Exercise text
────────────────────
Up to that time—December, 1966—the Negroes of the Bahamas had been able to mount only a weak threat to the white rulers because of the voting provisions of the Bahamian constitution, which was cleverly engineered by Sir Stafford Sands. As in Great Britain, the government is formed by the party that wins the most seats in the legislature. Under a Boundaries Commission authorized by the constitution, the ruling white United Bahamian party had gerrymandered the election districts so that it takes a little as 150 votes to win a seat from the poorly-populated "out islands," where the poorest Negroes live, and as many as 2,500 votes in the heavily populated districts of Nassau, where the better-educated Negroes are centered. By granting small favors—money, whiskey, a new roof, a pair of shoes, occasional medical care—white politicians have always been able to carry enough of the "out islands" to more than offset their losses in Nassau.
In the 1962 elections the Negro opposition parties scored heavily in Nassau and won nearly 65 percent of the total popular vote in the Bahamas, yet because of the misapportioned constituencies they ended up with only 9 of the 33 seats in the House of Assembly. The United Bahamian Party was firmly in control with 24 seats.

Actually, however, that 1962 defeat proved to be fateful for the Bahamas, because it brought to the fore an aggressive young Negro, Lynden O. Pindling, who won a seat in New Providence and became the leader of the opposition. A chunky, tiny man of boundless energy, Pindling, 36, is the son of a policeman. He is a lawyer, educated in England at the University of London. In the 1962-1966 period he became the firebrand leader that the Bahamian Negro population had always lacked.

Pindling railed against the iniquities of the U.B.P.'s electoral system and carried his complaints to the United Nations. When the Meyer Lansky situation emerged into the open, he went to England to request a Royal Commission to investigate not only the gambling operations but also the alleged white-ruler corruption which had fostered them. He told the British government, "We do not wish violence; nor do we condone it. W do not wish the fate of China or Cuba or Nigeria to befall us in the Bahamas. The time is now for skillful surgeons to wield a sharp political scalpel to save the Bahamian body politic from cancer. The cancer is corruption."
At home Pindling gleefully cooperated with any American and British reporter investigating gambling in the islands. By December, 1966, Sir Stafford Sands and his fellow ministers in the U.B.P. apparently decided to crush Pindling and his Progressive Liberal Party (P.L.P.) once and for all. Although they were not required to call an election until as late as November, 1967, the U.B.P. decided to conduct one on January 10.
────────────────────
Supplied records
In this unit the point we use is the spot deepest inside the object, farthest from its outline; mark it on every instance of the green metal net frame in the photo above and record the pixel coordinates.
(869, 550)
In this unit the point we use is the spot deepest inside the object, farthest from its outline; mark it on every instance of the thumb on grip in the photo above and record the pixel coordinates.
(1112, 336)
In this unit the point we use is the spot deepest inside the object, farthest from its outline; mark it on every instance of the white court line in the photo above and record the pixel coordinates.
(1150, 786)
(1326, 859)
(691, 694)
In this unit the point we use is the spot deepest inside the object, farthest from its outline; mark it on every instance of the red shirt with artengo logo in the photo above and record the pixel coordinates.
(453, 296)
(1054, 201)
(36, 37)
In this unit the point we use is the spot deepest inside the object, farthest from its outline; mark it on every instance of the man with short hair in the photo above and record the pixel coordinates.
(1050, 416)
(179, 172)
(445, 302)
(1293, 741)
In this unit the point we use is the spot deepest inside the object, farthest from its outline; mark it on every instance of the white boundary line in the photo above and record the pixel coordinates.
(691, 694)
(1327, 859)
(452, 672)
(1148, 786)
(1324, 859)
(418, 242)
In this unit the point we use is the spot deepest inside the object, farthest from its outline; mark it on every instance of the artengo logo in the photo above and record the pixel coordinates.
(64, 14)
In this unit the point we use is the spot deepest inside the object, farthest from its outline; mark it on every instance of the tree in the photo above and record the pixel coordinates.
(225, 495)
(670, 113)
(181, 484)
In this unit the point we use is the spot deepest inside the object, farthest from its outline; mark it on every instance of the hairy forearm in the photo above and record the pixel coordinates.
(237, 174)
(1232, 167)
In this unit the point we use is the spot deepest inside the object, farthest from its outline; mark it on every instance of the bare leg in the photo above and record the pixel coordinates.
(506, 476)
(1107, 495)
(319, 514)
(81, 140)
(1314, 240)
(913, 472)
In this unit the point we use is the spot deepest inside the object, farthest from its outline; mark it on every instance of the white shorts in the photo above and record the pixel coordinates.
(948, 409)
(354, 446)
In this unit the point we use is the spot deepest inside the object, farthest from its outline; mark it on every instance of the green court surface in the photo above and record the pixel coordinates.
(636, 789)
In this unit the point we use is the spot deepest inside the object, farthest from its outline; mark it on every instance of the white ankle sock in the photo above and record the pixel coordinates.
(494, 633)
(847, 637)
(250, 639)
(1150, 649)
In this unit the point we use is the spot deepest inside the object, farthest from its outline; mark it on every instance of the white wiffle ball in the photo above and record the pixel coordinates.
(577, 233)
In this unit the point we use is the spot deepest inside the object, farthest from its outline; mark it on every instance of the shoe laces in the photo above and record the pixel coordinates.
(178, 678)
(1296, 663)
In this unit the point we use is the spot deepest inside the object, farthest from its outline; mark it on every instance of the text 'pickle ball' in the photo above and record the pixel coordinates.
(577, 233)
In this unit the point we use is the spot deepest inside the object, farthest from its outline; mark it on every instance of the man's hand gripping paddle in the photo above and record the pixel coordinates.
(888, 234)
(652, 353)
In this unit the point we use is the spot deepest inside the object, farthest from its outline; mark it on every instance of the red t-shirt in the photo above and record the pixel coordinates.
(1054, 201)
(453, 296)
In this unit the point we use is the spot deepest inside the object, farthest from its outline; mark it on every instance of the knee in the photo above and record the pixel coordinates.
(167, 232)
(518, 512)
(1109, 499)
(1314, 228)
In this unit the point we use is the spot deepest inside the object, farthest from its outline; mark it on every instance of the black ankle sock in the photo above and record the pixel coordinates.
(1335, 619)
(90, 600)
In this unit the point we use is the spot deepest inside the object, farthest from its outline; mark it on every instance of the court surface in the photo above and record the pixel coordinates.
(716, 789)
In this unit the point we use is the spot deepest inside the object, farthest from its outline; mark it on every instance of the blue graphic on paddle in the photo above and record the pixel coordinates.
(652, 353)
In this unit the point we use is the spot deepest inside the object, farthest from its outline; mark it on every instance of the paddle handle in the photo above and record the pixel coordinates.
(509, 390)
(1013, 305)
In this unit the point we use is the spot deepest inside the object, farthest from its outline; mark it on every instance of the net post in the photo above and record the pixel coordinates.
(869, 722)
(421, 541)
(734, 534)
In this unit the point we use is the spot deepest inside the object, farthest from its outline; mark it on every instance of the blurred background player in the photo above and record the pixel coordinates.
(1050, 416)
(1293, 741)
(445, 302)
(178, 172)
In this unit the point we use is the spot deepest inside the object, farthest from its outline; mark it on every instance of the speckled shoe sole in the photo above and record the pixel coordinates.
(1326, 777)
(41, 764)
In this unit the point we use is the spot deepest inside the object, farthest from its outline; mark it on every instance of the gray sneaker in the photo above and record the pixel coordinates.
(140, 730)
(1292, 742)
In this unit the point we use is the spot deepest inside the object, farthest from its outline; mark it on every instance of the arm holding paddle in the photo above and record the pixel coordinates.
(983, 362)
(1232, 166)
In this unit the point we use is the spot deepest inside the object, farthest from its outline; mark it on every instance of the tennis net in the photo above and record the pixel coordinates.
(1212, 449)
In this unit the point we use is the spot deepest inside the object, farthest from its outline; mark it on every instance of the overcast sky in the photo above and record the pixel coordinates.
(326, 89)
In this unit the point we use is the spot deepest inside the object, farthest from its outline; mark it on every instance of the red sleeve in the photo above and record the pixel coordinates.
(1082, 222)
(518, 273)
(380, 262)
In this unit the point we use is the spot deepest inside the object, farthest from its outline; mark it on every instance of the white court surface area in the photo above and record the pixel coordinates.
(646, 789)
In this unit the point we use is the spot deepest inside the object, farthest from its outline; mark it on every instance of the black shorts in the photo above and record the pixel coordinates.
────────────────────
What the exercise asks
List every small favor that the passage on Bahamian elections says white politicians gave to carry the "out islands." The records were taken from a different source than the text above them.

Exercise answer
- money
- whiskey
- a new roof
- a pair of shoes
- occasional medical care